(Point-per-instance localization data)

>>>

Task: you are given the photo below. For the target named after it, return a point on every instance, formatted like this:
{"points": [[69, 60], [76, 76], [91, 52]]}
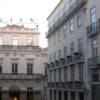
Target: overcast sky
{"points": [[26, 9]]}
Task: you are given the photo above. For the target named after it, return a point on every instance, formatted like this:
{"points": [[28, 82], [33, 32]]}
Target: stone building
{"points": [[22, 63], [73, 50]]}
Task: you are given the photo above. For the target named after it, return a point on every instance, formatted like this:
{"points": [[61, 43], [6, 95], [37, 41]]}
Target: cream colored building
{"points": [[73, 69], [22, 63]]}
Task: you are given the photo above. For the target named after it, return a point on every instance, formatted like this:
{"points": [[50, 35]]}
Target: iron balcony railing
{"points": [[69, 60], [8, 76], [18, 47], [71, 86], [94, 61], [93, 28], [66, 15]]}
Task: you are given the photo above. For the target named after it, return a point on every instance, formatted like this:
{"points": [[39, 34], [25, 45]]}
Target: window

<<<

§ What the task requires: Retype the data above verbatim, minus images.

§ Solution to this exercise:
Task: you are given the photo below. For the target named after it, return a point on every instance, formatted like this:
{"points": [[69, 60], [76, 76], [91, 52]]}
Target: overcast sky
{"points": [[26, 9]]}
Task: you are given the photo above. For the target named after it, return a point on every instance, formatted like this:
{"points": [[28, 82], [33, 32]]}
Target: stone building
{"points": [[22, 63], [73, 50]]}
Task: you are given the photo above. For the target named after it, return a point on every instance, formatted like this:
{"points": [[61, 43], [6, 95], [37, 41]]}
Target: cream colored building
{"points": [[73, 69], [22, 63]]}
Task: you are given the photo above. For the target named after it, return a point on every instance, formatted like this:
{"points": [[50, 35]]}
Target: iron balcony railing
{"points": [[69, 60], [8, 76], [18, 47], [71, 86], [94, 61], [93, 28], [66, 15]]}
Task: you are given the photo above. For the target named after it, return a point on every instance, formatted like this:
{"points": [[39, 34], [25, 45]]}
Target: window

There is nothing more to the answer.